Opinion
NOT TO BE PUBLISHED IN THE OFFICIAL REPORTS
APPEAL from a judgment of the Superior Court of Los Angeles County. Cynthia Rayvis. Affirmed.
Ronald J. Lemieux for Defendant and Appellant.
Edmund G. Brown, Jr., Attorney General, Dane R. Gillette, Chief Assistant Attorney General, Pamela C. Hamanaka, Senior Assistant Attorney General, Stephanie A. Miyoshi, Daniel C. Chang and Paul M. Roadarmel, Jr., Deputy Attorneys General, for Plaintiff and Respondent.
Retired Associate Justice of the Court of Appeal, Second Appellate District, assigned by the Chief Justice pursuant to article VI, section 6 of the California Constitution.
INTRODUCTION
Appellant Hratch Haladjian appeals from the judgment entered following a jury trial in which he was convicted of two counts of aggravated assault and one count of misdemeanor battery. (Pen. Code, §§ 245, subd. (a)(1), 242). Appellant contends the evidence was insufficient to support the verdicts, the trial court erred by instructing upon flight, and the trial court erred by agreeing to admit evidence of three of appellant’s prior felony convictions. We affirm.
Unless otherwise noted, all subsequent references pertain to the Penal Code.

● **Listed entries**:
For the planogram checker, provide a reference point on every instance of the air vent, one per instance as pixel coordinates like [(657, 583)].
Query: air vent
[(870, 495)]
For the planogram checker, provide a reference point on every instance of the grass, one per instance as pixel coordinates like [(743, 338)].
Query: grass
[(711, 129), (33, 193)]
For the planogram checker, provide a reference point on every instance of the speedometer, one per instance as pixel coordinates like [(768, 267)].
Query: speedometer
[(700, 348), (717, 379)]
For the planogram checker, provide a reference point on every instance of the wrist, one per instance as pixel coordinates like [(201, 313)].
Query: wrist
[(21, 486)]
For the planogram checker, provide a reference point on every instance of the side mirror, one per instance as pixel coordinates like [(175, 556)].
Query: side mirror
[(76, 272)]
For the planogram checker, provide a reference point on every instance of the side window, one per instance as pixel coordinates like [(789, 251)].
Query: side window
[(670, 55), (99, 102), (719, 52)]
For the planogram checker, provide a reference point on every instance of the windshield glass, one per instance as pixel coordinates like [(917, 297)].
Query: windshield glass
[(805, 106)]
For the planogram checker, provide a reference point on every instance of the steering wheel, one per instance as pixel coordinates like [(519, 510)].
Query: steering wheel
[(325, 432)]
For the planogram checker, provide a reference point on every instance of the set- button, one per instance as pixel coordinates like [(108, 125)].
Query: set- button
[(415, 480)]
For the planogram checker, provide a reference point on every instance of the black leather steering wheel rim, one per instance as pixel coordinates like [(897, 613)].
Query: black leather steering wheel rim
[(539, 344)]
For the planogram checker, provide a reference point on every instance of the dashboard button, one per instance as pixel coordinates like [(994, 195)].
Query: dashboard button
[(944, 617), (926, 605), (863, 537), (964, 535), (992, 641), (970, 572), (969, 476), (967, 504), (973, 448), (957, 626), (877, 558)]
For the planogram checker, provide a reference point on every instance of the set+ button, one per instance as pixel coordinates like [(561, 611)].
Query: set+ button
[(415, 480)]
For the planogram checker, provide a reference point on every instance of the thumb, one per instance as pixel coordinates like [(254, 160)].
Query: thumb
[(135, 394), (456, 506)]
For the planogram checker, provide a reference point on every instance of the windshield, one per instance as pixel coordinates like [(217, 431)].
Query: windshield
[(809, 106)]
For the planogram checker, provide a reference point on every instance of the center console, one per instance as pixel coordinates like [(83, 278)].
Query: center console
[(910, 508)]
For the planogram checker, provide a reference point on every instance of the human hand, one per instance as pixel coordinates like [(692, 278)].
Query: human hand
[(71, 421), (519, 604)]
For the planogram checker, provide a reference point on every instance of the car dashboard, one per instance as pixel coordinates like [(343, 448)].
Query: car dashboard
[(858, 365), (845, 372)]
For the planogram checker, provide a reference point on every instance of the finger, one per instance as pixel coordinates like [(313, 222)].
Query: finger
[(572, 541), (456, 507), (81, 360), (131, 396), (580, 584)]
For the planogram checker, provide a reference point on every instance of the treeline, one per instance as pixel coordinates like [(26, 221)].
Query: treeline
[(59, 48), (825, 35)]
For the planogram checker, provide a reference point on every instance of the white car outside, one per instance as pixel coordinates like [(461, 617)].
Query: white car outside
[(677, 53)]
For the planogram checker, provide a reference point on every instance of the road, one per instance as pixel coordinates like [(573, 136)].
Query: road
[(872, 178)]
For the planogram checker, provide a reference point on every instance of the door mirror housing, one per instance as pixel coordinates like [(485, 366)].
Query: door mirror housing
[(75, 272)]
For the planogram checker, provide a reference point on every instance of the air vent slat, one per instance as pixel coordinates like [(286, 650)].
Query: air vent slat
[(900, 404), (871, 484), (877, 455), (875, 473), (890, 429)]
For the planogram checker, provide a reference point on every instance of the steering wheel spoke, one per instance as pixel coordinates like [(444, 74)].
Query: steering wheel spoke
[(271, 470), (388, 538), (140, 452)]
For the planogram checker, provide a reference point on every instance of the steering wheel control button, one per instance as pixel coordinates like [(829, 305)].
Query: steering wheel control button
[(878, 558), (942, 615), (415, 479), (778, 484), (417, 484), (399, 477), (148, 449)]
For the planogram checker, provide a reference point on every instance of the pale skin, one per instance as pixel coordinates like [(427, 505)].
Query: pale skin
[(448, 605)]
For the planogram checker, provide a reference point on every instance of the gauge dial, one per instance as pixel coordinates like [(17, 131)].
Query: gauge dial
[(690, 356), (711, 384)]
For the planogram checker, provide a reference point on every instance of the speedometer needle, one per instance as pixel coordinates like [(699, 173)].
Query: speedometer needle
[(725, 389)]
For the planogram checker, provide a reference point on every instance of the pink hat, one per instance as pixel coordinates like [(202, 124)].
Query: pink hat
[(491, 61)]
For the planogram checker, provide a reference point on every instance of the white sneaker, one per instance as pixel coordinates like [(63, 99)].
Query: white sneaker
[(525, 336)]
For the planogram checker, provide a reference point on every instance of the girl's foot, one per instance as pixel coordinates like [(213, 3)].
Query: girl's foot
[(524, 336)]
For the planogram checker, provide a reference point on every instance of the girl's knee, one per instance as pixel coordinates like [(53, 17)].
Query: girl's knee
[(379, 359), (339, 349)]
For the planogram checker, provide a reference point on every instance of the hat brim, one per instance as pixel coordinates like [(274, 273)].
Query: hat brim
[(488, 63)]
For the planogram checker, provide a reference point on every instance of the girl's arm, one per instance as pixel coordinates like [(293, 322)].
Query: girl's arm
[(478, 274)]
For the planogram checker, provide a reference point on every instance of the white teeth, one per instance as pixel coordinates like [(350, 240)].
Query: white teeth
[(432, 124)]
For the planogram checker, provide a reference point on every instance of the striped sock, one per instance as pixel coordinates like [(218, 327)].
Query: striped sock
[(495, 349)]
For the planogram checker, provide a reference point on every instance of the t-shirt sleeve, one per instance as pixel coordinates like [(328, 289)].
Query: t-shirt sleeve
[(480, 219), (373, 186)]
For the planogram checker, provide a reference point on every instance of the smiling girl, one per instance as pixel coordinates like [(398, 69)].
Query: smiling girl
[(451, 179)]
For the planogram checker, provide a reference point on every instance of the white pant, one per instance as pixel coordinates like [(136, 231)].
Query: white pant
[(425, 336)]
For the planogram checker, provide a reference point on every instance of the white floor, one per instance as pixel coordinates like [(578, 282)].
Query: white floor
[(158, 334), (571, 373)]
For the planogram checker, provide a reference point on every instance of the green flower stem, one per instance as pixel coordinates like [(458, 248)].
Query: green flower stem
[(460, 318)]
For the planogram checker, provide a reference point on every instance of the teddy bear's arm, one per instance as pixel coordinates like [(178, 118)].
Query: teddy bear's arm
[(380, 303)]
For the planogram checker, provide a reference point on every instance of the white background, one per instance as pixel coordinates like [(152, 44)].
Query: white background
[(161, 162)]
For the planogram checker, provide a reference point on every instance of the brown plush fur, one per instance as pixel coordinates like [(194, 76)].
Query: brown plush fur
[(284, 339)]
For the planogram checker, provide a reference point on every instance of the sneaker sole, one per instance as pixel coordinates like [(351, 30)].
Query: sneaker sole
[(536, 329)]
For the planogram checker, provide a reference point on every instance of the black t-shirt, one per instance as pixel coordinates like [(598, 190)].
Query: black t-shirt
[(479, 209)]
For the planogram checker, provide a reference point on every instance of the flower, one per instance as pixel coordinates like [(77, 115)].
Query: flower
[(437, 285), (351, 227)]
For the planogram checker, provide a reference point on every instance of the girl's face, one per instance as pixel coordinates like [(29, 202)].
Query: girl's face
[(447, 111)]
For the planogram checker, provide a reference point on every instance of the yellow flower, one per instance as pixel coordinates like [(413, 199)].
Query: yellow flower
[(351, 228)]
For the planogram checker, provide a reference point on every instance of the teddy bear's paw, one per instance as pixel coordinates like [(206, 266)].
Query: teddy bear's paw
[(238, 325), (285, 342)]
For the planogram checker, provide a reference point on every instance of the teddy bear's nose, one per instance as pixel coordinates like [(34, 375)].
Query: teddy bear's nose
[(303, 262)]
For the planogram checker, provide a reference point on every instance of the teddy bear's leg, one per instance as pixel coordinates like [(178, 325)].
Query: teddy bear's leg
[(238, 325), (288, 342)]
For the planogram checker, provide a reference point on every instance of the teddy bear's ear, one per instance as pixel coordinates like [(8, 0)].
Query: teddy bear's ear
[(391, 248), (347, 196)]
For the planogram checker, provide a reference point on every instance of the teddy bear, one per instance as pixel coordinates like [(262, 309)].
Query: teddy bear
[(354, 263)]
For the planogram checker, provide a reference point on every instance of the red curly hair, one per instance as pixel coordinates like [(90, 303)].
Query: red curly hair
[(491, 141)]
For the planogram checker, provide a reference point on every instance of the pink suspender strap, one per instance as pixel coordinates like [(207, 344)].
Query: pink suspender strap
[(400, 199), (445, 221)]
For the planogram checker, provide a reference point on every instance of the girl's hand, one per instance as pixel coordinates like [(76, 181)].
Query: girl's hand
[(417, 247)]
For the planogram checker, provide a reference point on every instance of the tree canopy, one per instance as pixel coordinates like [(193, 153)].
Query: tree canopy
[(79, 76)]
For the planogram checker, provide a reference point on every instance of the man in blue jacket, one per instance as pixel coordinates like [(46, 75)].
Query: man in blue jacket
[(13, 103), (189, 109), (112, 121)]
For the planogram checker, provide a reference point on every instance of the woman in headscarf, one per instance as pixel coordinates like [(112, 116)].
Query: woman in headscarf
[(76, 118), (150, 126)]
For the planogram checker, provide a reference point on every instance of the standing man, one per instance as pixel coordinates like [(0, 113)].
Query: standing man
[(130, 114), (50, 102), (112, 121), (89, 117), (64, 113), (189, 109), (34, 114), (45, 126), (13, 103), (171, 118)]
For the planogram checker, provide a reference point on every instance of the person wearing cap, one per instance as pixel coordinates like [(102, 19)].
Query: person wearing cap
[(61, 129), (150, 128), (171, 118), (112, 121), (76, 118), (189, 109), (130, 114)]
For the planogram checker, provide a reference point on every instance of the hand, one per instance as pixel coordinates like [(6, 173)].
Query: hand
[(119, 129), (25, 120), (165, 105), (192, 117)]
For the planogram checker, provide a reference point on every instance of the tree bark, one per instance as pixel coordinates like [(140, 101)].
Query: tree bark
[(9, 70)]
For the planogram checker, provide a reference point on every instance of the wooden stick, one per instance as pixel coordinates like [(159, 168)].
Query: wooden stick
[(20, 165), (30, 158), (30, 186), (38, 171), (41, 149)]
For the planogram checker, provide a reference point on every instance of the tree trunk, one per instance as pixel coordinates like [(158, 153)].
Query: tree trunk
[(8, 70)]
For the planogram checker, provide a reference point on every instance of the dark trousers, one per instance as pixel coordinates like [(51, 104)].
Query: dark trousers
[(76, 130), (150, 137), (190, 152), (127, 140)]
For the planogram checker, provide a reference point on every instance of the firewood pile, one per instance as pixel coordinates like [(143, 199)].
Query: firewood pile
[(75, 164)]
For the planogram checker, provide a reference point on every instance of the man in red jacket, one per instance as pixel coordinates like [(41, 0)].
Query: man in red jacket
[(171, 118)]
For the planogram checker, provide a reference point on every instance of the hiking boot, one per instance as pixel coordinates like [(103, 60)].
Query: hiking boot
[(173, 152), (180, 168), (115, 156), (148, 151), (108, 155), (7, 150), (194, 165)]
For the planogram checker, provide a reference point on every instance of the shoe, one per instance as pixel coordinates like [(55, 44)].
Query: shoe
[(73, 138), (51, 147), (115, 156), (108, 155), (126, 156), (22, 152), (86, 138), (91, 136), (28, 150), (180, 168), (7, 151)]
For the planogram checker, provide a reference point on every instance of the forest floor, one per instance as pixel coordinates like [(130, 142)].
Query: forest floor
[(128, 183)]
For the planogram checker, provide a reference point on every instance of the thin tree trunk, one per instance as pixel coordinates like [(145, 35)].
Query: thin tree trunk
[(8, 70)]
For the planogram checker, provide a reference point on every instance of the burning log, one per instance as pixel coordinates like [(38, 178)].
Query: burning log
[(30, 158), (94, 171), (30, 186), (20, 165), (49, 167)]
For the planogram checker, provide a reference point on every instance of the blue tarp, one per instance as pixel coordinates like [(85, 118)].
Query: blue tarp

● **Exercises to complete**:
[1] Copy the court opinion word for word, everything from "Retired Associate Justice" down to "the Penal Code.".
[2] Using the introduction of the court opinion, explain in one to three sentences the grounds on which the appellant challenges the judgment.

● **Per-task outputs**:
[1]
Retired Associate Justice of the Court of Appeal, Second Appellate District, assigned by the Chief Justice pursuant to article VI, section 6 of the California Constitution.
INTRODUCTION
Appellant Hratch Haladjian appeals from the judgment entered following a jury trial in which he was convicted of two counts of aggravated assault and one count of misdemeanor battery. (Pen. Code, §§ 245, subd. (a)(1), 242). Appellant contends the evidence was insufficient to support the verdicts, the trial court erred by instructing upon flight, and the trial court erred by agreeing to admit evidence of three of appellant’s prior felony convictions. We affirm.
Unless otherwise noted, all subsequent references pertain to the Penal Code.

[2] The appellant contends that the evidence was insufficient to support the verdicts. He also contends that the trial court erred by instructing upon flight and by agreeing to admit evidence of three of his prior felony convictions.